> **Exercise details**: Locate every line in the records below that contains the word "dirt", and copy each of those lines.
*****
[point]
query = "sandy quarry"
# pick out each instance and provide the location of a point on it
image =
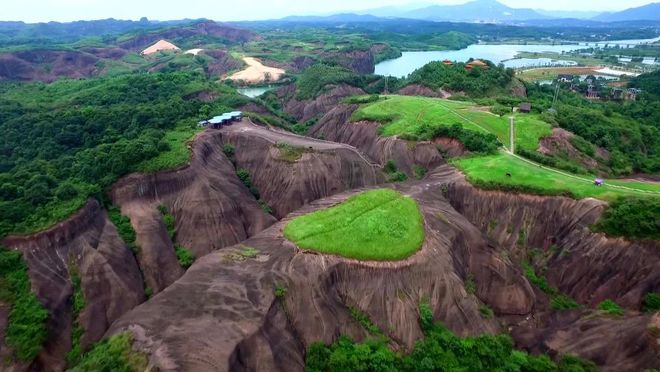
(194, 51)
(159, 46)
(257, 73)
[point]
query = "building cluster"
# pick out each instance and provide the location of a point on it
(592, 89)
(217, 122)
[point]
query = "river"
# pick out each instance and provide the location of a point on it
(497, 53)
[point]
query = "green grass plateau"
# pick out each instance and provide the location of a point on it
(407, 114)
(494, 168)
(377, 225)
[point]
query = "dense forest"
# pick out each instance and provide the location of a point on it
(63, 142)
(440, 350)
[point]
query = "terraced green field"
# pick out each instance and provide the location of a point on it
(377, 225)
(494, 168)
(407, 115)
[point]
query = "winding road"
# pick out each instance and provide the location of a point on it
(274, 136)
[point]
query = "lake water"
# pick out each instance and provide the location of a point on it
(497, 53)
(253, 92)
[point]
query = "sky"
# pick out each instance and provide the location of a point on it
(71, 10)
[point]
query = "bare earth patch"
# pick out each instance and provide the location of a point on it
(257, 73)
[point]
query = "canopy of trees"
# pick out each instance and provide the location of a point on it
(63, 142)
(440, 350)
(476, 82)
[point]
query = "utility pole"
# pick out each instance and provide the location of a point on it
(512, 134)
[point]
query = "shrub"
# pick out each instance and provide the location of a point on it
(632, 217)
(440, 350)
(184, 256)
(280, 291)
(486, 311)
(124, 228)
(390, 166)
(651, 302)
(168, 220)
(419, 171)
(113, 354)
(610, 307)
(26, 328)
(398, 177)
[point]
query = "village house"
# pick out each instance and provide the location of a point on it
(565, 78)
(217, 122)
(476, 63)
(525, 107)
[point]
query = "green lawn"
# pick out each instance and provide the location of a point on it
(380, 225)
(179, 141)
(407, 114)
(494, 168)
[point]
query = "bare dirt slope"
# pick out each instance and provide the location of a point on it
(336, 126)
(232, 319)
(231, 308)
(256, 72)
(210, 205)
(323, 168)
(86, 245)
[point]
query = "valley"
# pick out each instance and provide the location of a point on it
(394, 194)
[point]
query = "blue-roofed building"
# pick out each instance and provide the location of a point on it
(225, 119)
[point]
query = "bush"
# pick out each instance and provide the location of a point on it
(398, 177)
(440, 350)
(651, 302)
(168, 220)
(610, 307)
(114, 354)
(632, 217)
(184, 256)
(124, 228)
(26, 328)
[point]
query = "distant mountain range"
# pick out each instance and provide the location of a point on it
(650, 12)
(492, 11)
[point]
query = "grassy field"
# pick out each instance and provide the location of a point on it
(179, 153)
(377, 225)
(406, 115)
(495, 167)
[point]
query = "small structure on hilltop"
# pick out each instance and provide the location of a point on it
(633, 93)
(565, 78)
(161, 45)
(476, 63)
(592, 92)
(217, 122)
(617, 94)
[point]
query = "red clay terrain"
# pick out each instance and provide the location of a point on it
(223, 314)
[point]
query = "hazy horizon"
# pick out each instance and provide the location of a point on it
(32, 11)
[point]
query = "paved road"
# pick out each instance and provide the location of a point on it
(274, 136)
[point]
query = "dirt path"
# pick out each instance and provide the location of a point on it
(279, 136)
(256, 72)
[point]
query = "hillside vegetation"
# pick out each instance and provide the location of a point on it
(67, 141)
(439, 350)
(477, 82)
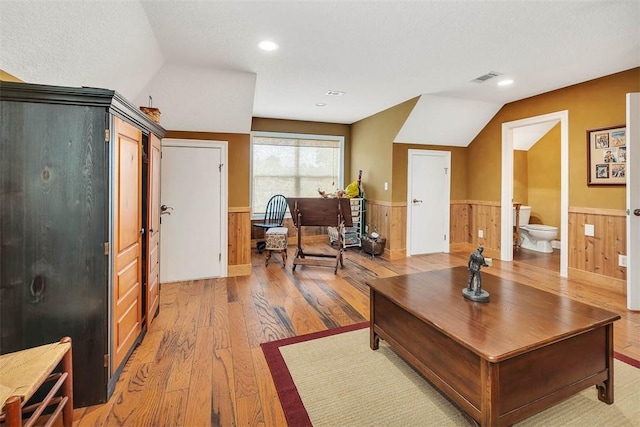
*****
> **Exercise output**:
query = "bare dirt slope"
query = "dirt path"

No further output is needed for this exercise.